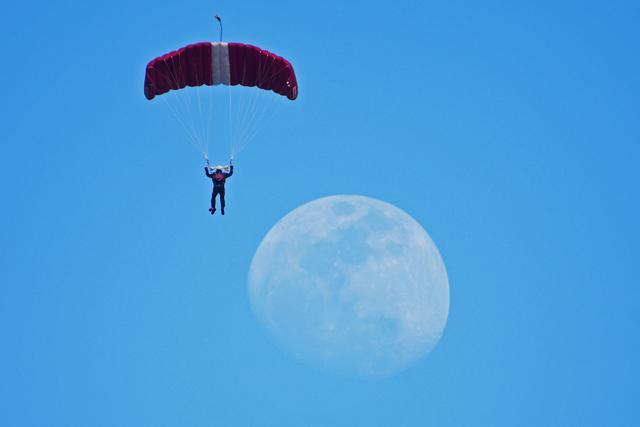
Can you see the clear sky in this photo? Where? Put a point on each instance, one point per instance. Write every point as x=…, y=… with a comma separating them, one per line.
x=509, y=129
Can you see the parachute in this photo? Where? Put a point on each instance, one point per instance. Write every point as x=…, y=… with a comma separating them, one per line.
x=195, y=66
x=220, y=63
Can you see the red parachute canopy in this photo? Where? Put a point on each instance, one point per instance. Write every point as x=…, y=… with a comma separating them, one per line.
x=220, y=63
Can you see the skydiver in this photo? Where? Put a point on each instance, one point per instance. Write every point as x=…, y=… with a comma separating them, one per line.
x=219, y=176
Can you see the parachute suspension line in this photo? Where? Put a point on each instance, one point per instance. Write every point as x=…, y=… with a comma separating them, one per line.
x=188, y=126
x=217, y=17
x=232, y=152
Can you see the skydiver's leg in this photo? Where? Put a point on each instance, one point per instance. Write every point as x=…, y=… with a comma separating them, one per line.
x=213, y=201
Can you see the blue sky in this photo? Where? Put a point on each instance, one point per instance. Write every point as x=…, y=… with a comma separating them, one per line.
x=509, y=130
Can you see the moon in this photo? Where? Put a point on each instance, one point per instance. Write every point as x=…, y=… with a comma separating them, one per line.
x=352, y=285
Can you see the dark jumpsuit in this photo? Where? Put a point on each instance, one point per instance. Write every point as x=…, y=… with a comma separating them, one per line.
x=218, y=179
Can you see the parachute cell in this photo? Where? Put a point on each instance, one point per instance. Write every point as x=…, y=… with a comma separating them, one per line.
x=214, y=63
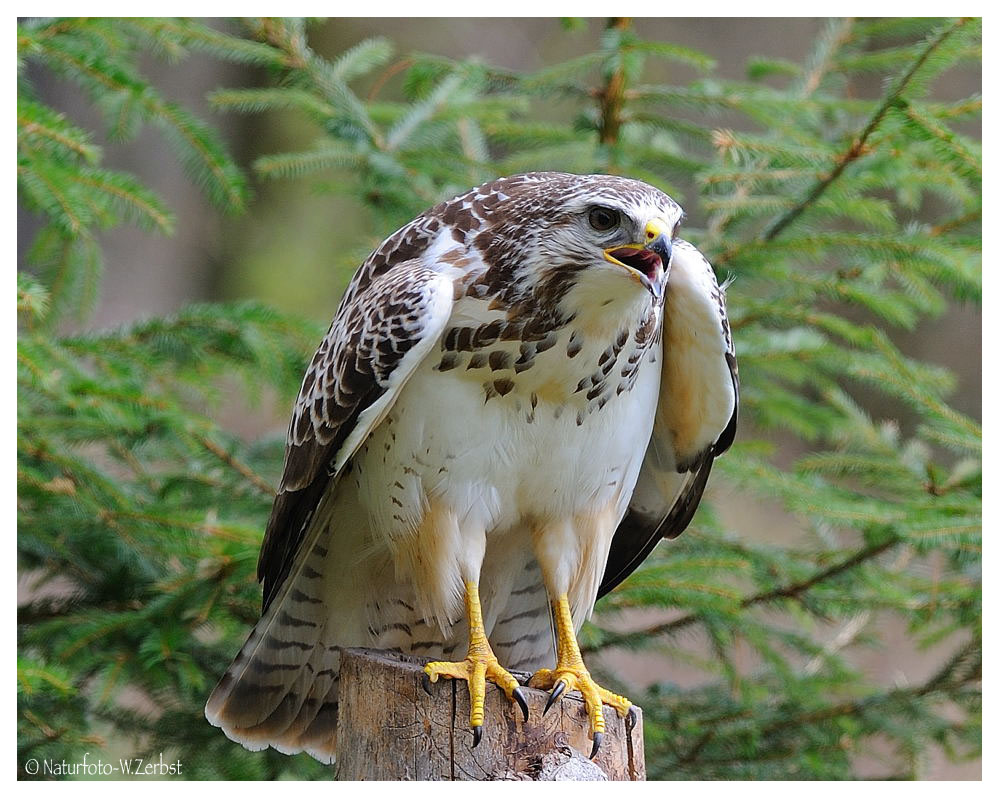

• • • •

● **GIVEN REQUEST**
Please rewrite the listing above as a JSON array of strings, with one string for each line, skipping blank lines and leaving out the pictures.

● **THE REPLY**
[
  "Can you see the clear sky in this photo? Where? Put a point on each instance, one point per instance. Write every point as x=…, y=… with a comma separating them, one per line.",
  "x=509, y=129",
  "Can you see the parachute in this photo? Where? Put a point on each instance, one point per instance. Write every point as x=…, y=… with a comma separating them, one per line.",
  "x=195, y=66",
  "x=220, y=63",
  "Can you see the red parachute canopy in this photo? Where? Put a point on each instance, one point per instance. Write every point as x=…, y=… with a comma separating them, one per line.",
  "x=220, y=63",
  "Can you see the skydiver in this photo? Where? Put a point on each instance, one point per instance. Write every point as x=…, y=… with a comma separating them, one per line.",
  "x=219, y=176",
  "Can you see the parachute suspension line in this photo? Where? Put a point on each instance, one point per instance. Write every point as x=…, y=… with a comma separating them, one per line.",
  "x=188, y=126",
  "x=217, y=17",
  "x=232, y=152",
  "Can you see the skydiver's leg in this photo? Where? Put a point on each instance, one point per instance. Write every point as x=…, y=… with a comma separating them, one per line.",
  "x=213, y=201",
  "Can you see the blue sky in this photo? Where? Put a point on each instance, one point per instance. Write every point as x=…, y=… with a comma separating them, one per line.",
  "x=509, y=130",
  "Can you see the moon in this photo? Where? Put a point on each instance, one point per instance. Write every point as x=…, y=… with a comma separating them, one per line.",
  "x=352, y=285",
  "Can you see the dark jumpsuit in this photo? Where? Put a point on each instance, one point per instance. Write every point as x=…, y=… with a comma separating them, one per line.",
  "x=218, y=179",
  "Can you see the parachute cell in this photo? Where? Put a point on each instance, one point per instance. Write every point as x=…, y=… with a comma separating them, one per line.",
  "x=214, y=63"
]